### Text excerpt
2. Interdicting and restraining the first respondent from being in the second respondent's employ until after 24 January 2004.
3. Interdicting and restraining the first respondent for a period of 12 months from 24 January 2003 from being involved in the restraint area with any entity that markets, produces, sells, administers and hosts events similar to and/or in direct or indirect competition with or may be in direct or indirect competition with such events as marketed, produced, sold, administered and/or hosted by the applicant as at 24 January 2003 and for a period of 1 2 months prior to 24 January 2003 where, for the purposes of this order -
3.1 'entity' means any person, partnership, close corporation, company, association, firm, business undertaking, trust, association for gain or any other vehicle, whether a legal persona or not, whereby business is carried on and any government department or agency, municipality, public utility or statutory body;
3.2 "events" means conferences, seminars, training and/or speaker events including "guru-events";
3.3 "involved" means a direct or indirect interest in an entity whether as a shareholder, director, partner, owner, principal, agent, employee, representative.
financier or consultant to that entity or whether by way of part-time or fulltime employment by that entity, or whether in any other capacity whatsoever, but excluding the holding of not more than 5 percent of the issued share capital of any company listed on any Stock Exchange; 3.4 "restraint area" means the geographical area situated within an 80 kilometre radius from the Johannesburg City Hall, corner Rissik and Market Streets, Johannesburg.

### Given entries
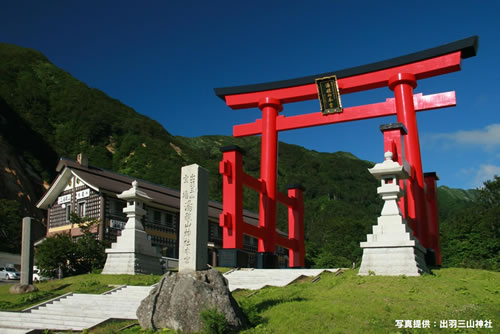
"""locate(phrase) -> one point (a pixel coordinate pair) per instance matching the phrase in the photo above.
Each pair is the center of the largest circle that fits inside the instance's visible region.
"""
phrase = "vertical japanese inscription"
(329, 95)
(193, 218)
(188, 197)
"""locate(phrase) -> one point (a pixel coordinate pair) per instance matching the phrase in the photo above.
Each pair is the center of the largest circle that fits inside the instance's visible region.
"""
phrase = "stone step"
(75, 312)
(254, 279)
(6, 330)
(43, 321)
(86, 299)
(121, 314)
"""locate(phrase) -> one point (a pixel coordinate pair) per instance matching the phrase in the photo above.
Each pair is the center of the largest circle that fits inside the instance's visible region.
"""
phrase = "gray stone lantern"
(389, 173)
(391, 249)
(132, 253)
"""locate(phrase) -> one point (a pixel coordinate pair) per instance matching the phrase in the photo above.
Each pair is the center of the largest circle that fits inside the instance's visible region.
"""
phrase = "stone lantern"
(391, 249)
(132, 253)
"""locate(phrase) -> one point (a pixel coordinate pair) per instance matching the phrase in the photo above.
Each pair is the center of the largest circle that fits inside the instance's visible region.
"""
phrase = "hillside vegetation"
(47, 114)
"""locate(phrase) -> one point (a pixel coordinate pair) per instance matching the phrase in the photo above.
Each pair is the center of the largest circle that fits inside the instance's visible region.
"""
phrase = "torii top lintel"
(423, 64)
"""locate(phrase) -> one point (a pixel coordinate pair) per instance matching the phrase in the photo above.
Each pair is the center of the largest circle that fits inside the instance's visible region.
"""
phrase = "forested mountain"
(47, 114)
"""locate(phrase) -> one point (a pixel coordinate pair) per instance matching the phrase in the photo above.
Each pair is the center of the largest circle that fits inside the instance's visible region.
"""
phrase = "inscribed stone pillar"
(193, 251)
(27, 253)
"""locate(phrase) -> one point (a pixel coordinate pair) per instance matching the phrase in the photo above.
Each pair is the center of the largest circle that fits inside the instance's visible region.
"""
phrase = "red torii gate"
(400, 75)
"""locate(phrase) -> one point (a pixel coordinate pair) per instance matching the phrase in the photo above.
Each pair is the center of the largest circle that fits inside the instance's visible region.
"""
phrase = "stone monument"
(193, 234)
(132, 252)
(26, 281)
(391, 250)
(177, 301)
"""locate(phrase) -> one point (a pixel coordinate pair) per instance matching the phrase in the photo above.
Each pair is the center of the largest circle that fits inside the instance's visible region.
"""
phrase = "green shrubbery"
(61, 253)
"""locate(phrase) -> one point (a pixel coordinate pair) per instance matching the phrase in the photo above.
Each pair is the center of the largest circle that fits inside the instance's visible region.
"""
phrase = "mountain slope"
(47, 114)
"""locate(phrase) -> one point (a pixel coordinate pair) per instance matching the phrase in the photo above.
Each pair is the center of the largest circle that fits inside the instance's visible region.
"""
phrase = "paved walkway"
(75, 311)
(254, 279)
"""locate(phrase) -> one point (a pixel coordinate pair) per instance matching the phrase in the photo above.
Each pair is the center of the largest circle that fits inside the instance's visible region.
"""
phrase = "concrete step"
(5, 330)
(254, 279)
(97, 303)
(75, 312)
(122, 314)
(63, 319)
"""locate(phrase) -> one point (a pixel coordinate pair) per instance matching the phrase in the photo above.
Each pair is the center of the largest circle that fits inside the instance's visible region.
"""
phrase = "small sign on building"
(329, 95)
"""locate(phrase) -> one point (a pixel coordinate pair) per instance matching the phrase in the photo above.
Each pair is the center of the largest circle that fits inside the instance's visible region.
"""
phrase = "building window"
(68, 212)
(81, 209)
(157, 217)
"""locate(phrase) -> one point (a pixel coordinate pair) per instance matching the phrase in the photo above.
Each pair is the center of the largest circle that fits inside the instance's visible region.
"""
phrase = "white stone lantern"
(391, 249)
(389, 173)
(135, 206)
(132, 253)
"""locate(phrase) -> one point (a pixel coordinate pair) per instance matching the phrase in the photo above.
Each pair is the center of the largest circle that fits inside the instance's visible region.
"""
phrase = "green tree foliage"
(64, 117)
(84, 255)
(10, 226)
(469, 238)
(56, 252)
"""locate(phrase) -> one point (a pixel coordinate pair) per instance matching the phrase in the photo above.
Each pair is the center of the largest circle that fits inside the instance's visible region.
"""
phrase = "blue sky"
(163, 58)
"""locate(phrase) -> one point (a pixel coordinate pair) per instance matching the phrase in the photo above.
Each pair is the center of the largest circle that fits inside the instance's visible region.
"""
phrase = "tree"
(10, 226)
(90, 250)
(56, 252)
(83, 255)
(469, 237)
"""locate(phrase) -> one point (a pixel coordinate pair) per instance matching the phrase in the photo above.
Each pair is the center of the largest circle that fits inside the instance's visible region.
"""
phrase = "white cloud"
(485, 173)
(477, 176)
(487, 138)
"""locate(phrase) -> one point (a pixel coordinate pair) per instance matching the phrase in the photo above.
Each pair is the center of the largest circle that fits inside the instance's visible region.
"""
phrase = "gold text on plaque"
(328, 95)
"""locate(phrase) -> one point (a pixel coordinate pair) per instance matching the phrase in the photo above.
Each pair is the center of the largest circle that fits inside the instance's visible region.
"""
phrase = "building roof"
(105, 181)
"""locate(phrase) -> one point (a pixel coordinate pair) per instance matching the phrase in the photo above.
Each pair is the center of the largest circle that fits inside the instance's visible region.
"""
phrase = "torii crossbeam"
(399, 74)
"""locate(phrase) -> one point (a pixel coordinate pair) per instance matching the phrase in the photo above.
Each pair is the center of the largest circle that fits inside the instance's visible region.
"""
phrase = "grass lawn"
(347, 303)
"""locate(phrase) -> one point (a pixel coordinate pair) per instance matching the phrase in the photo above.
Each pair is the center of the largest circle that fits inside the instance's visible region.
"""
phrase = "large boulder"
(179, 298)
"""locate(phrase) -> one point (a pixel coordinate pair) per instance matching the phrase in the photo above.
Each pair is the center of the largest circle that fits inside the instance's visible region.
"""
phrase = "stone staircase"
(75, 311)
(254, 279)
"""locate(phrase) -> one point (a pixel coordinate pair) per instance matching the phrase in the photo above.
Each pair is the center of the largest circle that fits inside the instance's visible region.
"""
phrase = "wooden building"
(91, 192)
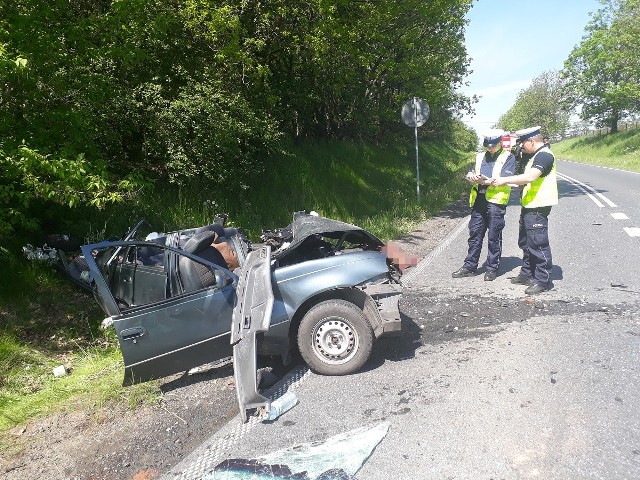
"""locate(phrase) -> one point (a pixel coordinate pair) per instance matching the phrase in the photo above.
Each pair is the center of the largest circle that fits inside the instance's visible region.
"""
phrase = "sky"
(511, 42)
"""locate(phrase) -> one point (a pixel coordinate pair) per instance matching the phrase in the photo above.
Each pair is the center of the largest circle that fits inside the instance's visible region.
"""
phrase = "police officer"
(488, 205)
(539, 194)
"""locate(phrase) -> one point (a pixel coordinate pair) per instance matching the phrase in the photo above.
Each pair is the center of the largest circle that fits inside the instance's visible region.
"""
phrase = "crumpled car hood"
(305, 225)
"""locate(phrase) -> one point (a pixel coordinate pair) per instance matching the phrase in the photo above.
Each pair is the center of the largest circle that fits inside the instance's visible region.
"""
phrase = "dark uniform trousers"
(533, 239)
(485, 216)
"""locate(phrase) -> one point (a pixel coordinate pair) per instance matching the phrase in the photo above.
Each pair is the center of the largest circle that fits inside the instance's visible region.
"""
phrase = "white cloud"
(500, 90)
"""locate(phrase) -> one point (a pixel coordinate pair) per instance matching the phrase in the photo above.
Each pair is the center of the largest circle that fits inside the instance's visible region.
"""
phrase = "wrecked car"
(328, 292)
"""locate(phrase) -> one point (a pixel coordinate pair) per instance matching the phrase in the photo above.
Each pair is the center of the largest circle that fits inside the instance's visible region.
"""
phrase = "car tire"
(335, 338)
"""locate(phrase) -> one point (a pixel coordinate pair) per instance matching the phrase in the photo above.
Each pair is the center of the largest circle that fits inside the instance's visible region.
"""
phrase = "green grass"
(45, 321)
(619, 150)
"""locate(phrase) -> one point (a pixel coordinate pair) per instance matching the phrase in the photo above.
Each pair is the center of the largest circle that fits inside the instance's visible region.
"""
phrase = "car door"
(184, 330)
(251, 317)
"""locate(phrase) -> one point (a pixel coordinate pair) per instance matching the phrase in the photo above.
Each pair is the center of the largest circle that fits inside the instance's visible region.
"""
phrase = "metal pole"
(415, 119)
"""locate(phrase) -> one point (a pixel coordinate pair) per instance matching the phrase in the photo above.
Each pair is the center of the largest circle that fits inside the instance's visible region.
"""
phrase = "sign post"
(414, 114)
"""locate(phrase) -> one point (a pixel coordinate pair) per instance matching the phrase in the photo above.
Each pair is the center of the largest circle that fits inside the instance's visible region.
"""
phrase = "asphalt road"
(484, 383)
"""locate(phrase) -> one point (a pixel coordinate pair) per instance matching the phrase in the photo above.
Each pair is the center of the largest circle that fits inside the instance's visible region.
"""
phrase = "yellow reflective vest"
(499, 195)
(542, 192)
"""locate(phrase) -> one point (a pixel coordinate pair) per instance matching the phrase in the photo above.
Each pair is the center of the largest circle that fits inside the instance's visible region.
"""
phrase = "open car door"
(251, 316)
(172, 330)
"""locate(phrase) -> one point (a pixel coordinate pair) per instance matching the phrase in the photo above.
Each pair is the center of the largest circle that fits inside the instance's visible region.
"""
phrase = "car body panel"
(164, 329)
(251, 316)
(169, 335)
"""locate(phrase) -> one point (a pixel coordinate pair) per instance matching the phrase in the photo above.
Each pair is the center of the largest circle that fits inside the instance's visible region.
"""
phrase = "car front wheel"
(335, 338)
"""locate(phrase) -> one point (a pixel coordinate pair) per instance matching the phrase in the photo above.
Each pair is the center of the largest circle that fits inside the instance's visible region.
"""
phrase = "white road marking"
(599, 166)
(619, 216)
(586, 189)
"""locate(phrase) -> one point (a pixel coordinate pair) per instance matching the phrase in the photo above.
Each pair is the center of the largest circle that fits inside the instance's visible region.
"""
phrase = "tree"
(539, 104)
(602, 71)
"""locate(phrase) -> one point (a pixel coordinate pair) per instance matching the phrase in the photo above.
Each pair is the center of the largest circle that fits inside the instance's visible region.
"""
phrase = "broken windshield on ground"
(337, 458)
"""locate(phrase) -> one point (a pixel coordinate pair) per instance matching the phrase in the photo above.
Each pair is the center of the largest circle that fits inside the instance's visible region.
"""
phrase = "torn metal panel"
(251, 315)
(386, 299)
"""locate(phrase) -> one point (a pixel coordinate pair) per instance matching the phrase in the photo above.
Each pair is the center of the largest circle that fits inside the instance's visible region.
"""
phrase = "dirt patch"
(144, 443)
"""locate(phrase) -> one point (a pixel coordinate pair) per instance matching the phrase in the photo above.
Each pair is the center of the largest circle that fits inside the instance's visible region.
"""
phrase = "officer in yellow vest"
(488, 205)
(538, 196)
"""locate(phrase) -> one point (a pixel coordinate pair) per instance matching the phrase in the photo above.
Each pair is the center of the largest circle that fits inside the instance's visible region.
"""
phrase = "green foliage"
(619, 150)
(46, 321)
(539, 104)
(29, 177)
(603, 71)
(205, 90)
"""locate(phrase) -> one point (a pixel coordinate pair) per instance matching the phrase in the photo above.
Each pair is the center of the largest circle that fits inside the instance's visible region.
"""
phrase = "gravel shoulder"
(142, 444)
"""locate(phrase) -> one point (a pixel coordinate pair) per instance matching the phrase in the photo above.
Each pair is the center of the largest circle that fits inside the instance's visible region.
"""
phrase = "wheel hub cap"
(335, 340)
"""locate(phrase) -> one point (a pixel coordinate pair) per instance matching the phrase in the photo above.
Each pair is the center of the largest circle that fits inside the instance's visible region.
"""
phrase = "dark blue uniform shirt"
(488, 161)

### Set exercise 1
In the stretch of the restraint order from "financier or consultant" through "Market Streets, Johannesburg.", substitute "securities exchange" for "Stock Exchange" and give that stretch again.
### Set exercise 2
Proceed with the restraint order from the point where it stops.

### Output 1
financier or consultant to that entity or whether by way of part-time or fulltime employment by that entity, or whether in any other capacity whatsoever, but excluding the holding of not more than 5 percent of the issued share capital of any company listed on any securities exchange; 3.4 "restraint area" means the geographical area situated within an 80 kilometre radius from the Johannesburg City Hall, corner Rissik and Market Streets, Johannesburg.

### Output 2
4. Directing that the respondent immediately returns all the applicant's property that may still be in the first respondent's possession or under her control such as brochures, pamphlets, written instructions, notes, memoranda or recordings relating to the applicant's business which may have come into the first respondent's possession and/or which may have been made (presumably available should appear thereafter! by the first during her employment with the applicant including all information (schedules, precedents and the like) captured and recorded electronically on computer disc or computer hard drive as well as information in hard copy, i.e. document form.
5. Interdicting and restraining the first respondent with immediate effect, and henceforth to desist from using confidential information (as defined and set out in the restraint agreement dated 13 September 2002 or any portion thereof) for her own and/or the second respondent's purposes or benefits or for any other purpose whatsoever.
6. Directing the second respondent to immediately terminate the employment of the first respondent.
7. Interdicting and restraining the second respondent from employing the first respondent until after 24 January 2004.
8. Interdicting and restraining the first and the second respondent from holding conferences as described and set out in X hereto ("the offending conferences") on the planned dates or any other dates.
9. Ordering the first respondent and the second respondent to pay the costs of this application jointly and severally, the one paying the other to be absolved."
There are some 14 conferences that are affected in the schedule, Annexure X, referred to above.
The facts in this case are common cause although the inference to be drawn from certain of the facts is not. The first respondent had been employed by the applicant as a "conference producer". In terms of the contract of employment dated 23 June 2000 she was employed at a gross monthly salary of R6 500,00 which included a car allowance of R1 000,00 per month. She signed a confidentiality and restraint of trade agreement which was included as a clause of the contract of employment.
The first respondent resigned from her employment with the applicant and worked for the second respondent in breach of the restraint of trade agreement. She has not opposed this application. The applicant and the second respondent are competitors in the business of organising conferences. This is a very competitive industry.
The second respondent does, however, oppose this application and the issue which has generated much heat in the application is the relief sought in paragraph 8, namely an interdict restraining the second respondent from holding the conferences as described in Annexure X hereto.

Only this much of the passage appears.